→ **Data for this task**
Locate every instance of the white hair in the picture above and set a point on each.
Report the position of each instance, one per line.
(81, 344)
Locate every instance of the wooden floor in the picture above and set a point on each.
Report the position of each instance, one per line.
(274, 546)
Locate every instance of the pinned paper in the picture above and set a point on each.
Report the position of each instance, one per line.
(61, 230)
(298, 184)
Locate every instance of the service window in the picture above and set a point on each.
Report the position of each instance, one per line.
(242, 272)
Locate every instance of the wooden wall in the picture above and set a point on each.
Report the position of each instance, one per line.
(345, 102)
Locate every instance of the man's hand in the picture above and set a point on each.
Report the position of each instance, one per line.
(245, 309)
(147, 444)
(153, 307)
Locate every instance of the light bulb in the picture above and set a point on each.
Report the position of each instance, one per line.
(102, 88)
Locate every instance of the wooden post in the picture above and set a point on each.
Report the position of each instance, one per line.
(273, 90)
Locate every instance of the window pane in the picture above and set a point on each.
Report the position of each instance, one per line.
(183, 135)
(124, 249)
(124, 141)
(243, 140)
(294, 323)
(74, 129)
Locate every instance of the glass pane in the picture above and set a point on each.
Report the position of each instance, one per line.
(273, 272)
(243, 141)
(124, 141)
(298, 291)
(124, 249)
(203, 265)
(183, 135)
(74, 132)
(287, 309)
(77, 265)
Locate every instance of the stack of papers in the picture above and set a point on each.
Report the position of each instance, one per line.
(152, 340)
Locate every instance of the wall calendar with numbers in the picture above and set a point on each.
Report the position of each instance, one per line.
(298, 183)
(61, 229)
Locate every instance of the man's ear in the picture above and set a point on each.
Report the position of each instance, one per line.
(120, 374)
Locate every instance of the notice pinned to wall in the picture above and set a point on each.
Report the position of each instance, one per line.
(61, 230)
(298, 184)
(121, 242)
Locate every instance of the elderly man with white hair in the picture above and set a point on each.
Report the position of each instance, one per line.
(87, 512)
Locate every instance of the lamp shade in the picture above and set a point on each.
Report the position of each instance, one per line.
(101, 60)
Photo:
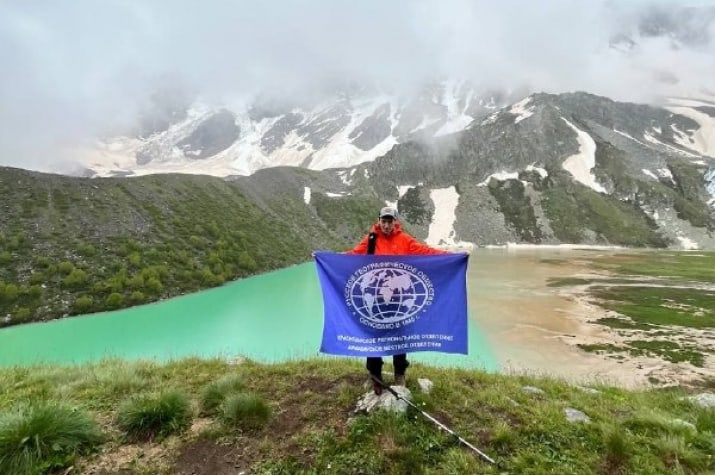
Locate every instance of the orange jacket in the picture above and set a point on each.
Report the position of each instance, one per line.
(399, 242)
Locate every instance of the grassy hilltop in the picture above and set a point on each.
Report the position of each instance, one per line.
(207, 417)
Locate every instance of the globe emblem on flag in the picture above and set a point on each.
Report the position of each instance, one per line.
(389, 295)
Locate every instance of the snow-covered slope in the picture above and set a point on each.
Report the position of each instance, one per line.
(342, 131)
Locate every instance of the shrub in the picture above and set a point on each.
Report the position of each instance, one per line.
(149, 415)
(82, 304)
(65, 267)
(39, 438)
(247, 411)
(114, 300)
(215, 393)
(76, 279)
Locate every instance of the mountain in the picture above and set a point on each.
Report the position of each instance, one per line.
(548, 169)
(563, 168)
(343, 127)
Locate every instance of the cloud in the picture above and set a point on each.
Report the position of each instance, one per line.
(76, 70)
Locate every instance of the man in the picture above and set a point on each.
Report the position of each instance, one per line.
(388, 238)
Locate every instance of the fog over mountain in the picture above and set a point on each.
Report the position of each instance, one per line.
(75, 71)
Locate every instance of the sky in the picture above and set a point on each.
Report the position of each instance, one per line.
(75, 70)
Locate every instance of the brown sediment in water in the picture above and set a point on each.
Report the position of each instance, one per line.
(535, 329)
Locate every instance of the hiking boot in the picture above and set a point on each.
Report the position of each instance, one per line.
(376, 387)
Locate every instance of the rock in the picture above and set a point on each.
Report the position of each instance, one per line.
(706, 400)
(237, 360)
(512, 402)
(533, 390)
(425, 385)
(574, 415)
(370, 402)
(589, 390)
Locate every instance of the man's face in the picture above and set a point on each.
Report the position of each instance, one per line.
(387, 225)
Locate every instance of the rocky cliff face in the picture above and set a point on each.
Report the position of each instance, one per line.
(569, 168)
(339, 129)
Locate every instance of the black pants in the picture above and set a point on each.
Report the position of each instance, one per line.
(374, 365)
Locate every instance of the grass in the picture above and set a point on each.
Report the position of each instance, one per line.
(666, 350)
(245, 410)
(666, 294)
(302, 421)
(106, 244)
(43, 436)
(160, 414)
(215, 393)
(693, 308)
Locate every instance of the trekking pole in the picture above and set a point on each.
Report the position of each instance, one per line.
(450, 431)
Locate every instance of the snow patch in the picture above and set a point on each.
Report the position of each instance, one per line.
(703, 140)
(581, 163)
(401, 190)
(441, 229)
(521, 111)
(688, 244)
(541, 171)
(629, 137)
(650, 173)
(650, 138)
(501, 176)
(710, 185)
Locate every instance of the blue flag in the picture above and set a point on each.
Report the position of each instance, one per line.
(379, 305)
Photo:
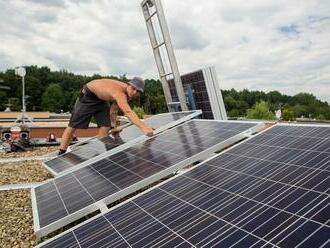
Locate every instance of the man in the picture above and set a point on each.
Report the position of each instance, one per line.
(93, 101)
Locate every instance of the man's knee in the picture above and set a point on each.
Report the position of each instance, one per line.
(103, 132)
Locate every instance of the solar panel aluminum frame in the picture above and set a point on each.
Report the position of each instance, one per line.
(130, 143)
(102, 204)
(249, 135)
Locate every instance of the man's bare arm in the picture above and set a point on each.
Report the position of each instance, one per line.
(113, 114)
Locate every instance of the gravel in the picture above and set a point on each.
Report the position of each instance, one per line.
(38, 151)
(23, 172)
(16, 220)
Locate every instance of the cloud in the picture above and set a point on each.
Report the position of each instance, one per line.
(259, 45)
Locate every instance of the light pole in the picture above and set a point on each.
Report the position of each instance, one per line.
(20, 71)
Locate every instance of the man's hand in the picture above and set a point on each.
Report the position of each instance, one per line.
(116, 130)
(148, 131)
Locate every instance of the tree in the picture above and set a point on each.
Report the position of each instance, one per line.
(52, 98)
(288, 115)
(260, 111)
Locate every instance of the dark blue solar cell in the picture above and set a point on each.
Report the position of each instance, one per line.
(237, 201)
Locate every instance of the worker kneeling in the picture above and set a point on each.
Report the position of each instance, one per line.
(94, 101)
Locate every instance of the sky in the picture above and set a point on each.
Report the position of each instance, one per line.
(257, 45)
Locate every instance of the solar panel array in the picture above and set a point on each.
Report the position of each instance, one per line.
(96, 146)
(65, 198)
(271, 191)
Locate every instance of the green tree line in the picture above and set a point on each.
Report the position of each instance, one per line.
(241, 103)
(56, 91)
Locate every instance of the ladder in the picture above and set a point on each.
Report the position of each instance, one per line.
(153, 9)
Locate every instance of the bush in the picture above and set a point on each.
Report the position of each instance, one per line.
(288, 115)
(260, 111)
(139, 112)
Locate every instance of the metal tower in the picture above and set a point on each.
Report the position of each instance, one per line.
(153, 13)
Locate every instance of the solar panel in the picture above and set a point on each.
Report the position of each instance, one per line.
(270, 191)
(131, 134)
(82, 191)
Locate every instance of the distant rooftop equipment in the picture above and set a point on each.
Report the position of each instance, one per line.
(163, 50)
(203, 92)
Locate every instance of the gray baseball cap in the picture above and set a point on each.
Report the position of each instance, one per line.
(138, 83)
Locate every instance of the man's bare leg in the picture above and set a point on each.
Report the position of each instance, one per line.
(66, 138)
(103, 132)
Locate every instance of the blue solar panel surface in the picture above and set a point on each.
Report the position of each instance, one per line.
(96, 146)
(271, 191)
(72, 192)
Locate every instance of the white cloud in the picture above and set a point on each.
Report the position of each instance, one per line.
(259, 45)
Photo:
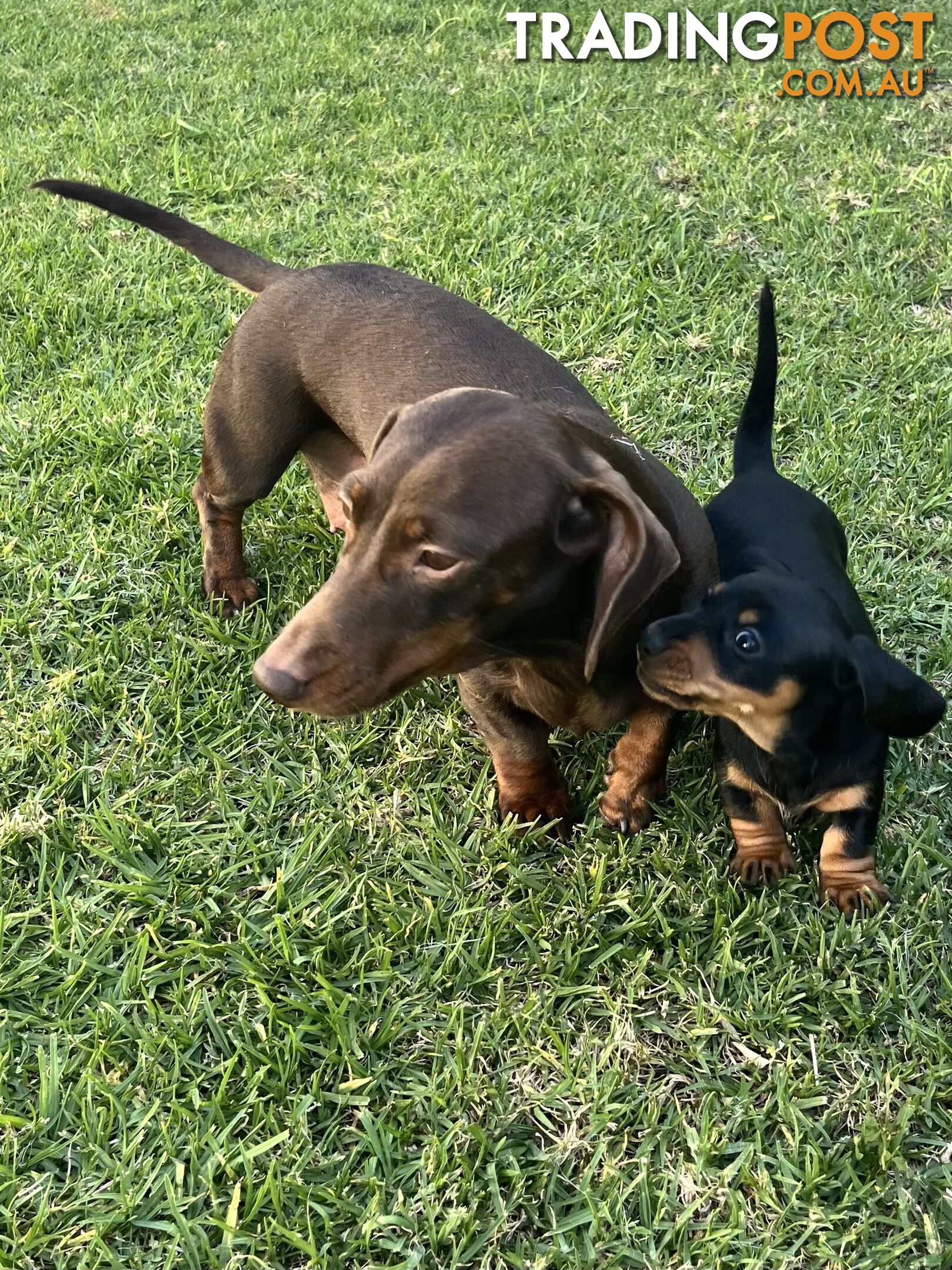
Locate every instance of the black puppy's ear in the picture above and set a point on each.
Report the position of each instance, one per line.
(638, 557)
(384, 431)
(895, 700)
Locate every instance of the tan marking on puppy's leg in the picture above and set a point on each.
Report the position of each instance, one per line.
(762, 855)
(848, 878)
(638, 767)
(223, 556)
(851, 798)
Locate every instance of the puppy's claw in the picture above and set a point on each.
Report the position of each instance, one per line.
(540, 807)
(863, 893)
(762, 870)
(630, 811)
(235, 593)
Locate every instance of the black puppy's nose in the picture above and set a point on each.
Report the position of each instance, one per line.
(279, 685)
(654, 640)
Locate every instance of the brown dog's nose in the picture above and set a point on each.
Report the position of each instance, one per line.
(279, 685)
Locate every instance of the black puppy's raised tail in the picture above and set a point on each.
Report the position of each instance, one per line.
(753, 441)
(248, 270)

→ **To do**
What do the lines above say from the line containing "Locate every instance of the blue solar" through the last line? Quote them exactly, both ends included, and leave out the pictures.

→ **Answer**
Locate every instance of the blue solar panel surface in the picture above and set a point on each.
Report the position of each instance, one per line.
(96, 146)
(271, 191)
(72, 192)
Locate every instance of the white cloud in the picture above and set a point on each.
Report the position of each instance, one per line.
(259, 45)
Photo:
Locate every instance of the black puppy's ear in the picture above and set a point on each.
Report the position of each instance, one per line.
(638, 557)
(384, 431)
(895, 700)
Locate every instance of the tan marking on puppy's leg in the picture above and set a point on each.
Report the position of each instance, one per line.
(762, 855)
(848, 878)
(638, 767)
(223, 556)
(851, 798)
Locate every instance of the puppy's claw in the picture above and set a point on each.
Report the position of each instance, one per line.
(540, 807)
(863, 893)
(762, 870)
(630, 811)
(235, 593)
Locate every instance of the black puppy's nose in the picture above and set a point on each.
Report the position of each instance, one per line.
(279, 685)
(654, 640)
Locate every instance of the brown dog's nose in the picture above and set a point on each.
Report the position of each instance, one per line.
(279, 685)
Locate every instance of the black puppy's raised tail in the picture above and set a point on each.
Report the position of each instance, one per line.
(753, 441)
(248, 270)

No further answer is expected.